### TEXT SEGMENT
● ● ● ● ● ● ●
While the Australian convinced her about the scale of the potential threat of a pandemic, as a scientist Dr Garman was also drawn by the challenge of taking on the flu virus itself.
The virus has the ability to dramatically change and appear in a completely new form. All the recent major shifts, which have occurred about every decade, have originated in China. In 1957, it was Asian flu, 1968 Hong Kong flu, 1977 Russian flu (which spread to the Soviet Union from China) and then, in 1997, as a highly lethal virus spread from chickens to people in Hong Kong. The antigens on the surface of the virus also continually change their structure, allowing it to easily outwit the human body's immune system. But until 1997 scientists had believed it to be impossible for flu to spread from bird to humans. They thought that bird and human flu viruses mixed in pigs to make new potentially lethal human strains.
● ● ● ● ● ● ●
### REQUIRED TASKS
[a] In the passage on the flu virus, where did all the recent major shifts originate?
[b] Do these statements agree with the passage on the flu virus? (i) Hong Kong flu appeared in 1968. (ii) Until 1997, scientists believed flu could easily spread from birds to humans. (iii) The antigens on the surface of the virus keep a fixed structure. For each, answer yes or no and quote the deciding words.
[c] Can you rewrite the passage on the flu virus from "The virus has" to "lethal human strains.", replacing "pigs" with "ducks"?

### SUPPLIED MATERIAL
● ● ● ● ● ● ●
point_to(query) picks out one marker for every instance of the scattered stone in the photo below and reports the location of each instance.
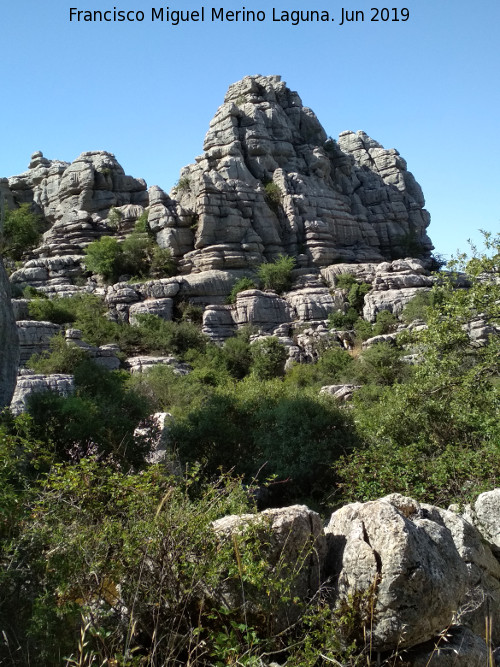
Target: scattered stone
(29, 384)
● ● ● ● ● ● ●
### ANSWERS TO THIS EXERCISE
[a] They all originated in China.

[b]
(i) Yes: "1968 Hong Kong flu"
(ii) No: "until 1997 scientists had believed it to be impossible for flu to spread from bird to humans"
(iii) No: "The antigens on the surface of the virus also continually change their structure"

[c]
The virus has the ability to dramatically change and appear in a completely new form. All the recent major shifts, which have occurred about every decade, have originated in China. In 1957, it was Asian flu, 1968 Hong Kong flu, 1977 Russian flu (which spread to the Soviet Union from China) and then, in 1997, as a highly lethal virus spread from chickens to people in Hong Kong. The antigens on the surface of the virus also continually change their structure, allowing it to easily outwit the human body's immune system. But until 1997 scientists had believed it to be impossible for flu to spread from bird to humans. They thought that bird and human flu viruses mixed in ducks to make new potentially lethal human strains.